ПРЕДОСТАВЛЕННЫЙ ТЕКСТ
Чтение онлайн

ЖАНРЫ

Potestas clavium (Власть ключей)
Шрифт:

В этих словах – краткая ученая генеалогия Гуссерля. От Сократа и Платона, через Декарта, до Канта и Фихте. Генеалогия, впрочем, только отчасти верная. Нужно иметь в виду, что от Платона, Декарта, Спинозы, Лейбница Гуссерля отделяет его принципиальное отрицание, лучше бы сказать, отвращение ко всякой метафизике. Только, в противоположность Канту, он даже и не ставит открыто вопроса, возможна ли метафизика. Он предполагает, что для всех его читателей, как и для него самого, этот вопрос естественно разрешается в отрицательном смысле. Метафизика есть мудрость, т. е. донаучные, скороспелые попытки разрешить неотложные проблемы мироздания. Метафизика поэтому может иметь свое условное оправдание в соображениях чисто практического характера. В утешение страждущему человечеству можно внушать, что есть Бог, что душа бессмертна, что злые получают в ином мире возмездие по их делам и пр. И если такого рода внушения делаются людьми большого дарования – против этого ничего нельзя возразить. Но величайшее преступление забывать, что все такого рода разрешения вопросов отвечают лишь временным и преходящим нуждам: «Мы должны помнить о той ответственности, которую мы несем на себе по отношению ко всему человечеству. Ради времени мы не должны жертвовать вечностью; чтобы смягчить нашу нужду, мы не должны передавать потомству нужду в нужде, как совершенно неизбежное зло… Мировоззрения (т. е. все виды мудрости) могут спорить – только наука может решать, и ее решение несет на себе печать вечности» (Ib., 51).

ИСХОДНЫЕ ДАННЫЕ
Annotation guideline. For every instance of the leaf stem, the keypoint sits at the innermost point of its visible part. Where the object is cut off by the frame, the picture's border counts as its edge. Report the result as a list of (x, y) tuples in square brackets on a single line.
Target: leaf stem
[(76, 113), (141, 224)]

ТРЕБОВАНИЯ К ЗАДАНИЮ
Ответьте, пожалуйста, на вопросы по тексту о Гуссерле:
(а) Какой философ назван в генеалогии Гуссерля между Сократом с Платоном и Кантом с Фихте?
(б) Как в тексте определяется метафизика?
(в) Что, согласно приведенной цитате, может только наука?

РЕЗУЛЬТАТ ЗАДАНИЯ
(а) Декарт.
(б) Это мудрость, то есть донаучные, скороспелые попытки разрешить неотложные проблемы мироздания.
(в) Решать, и ее решение несет на себе печать вечности.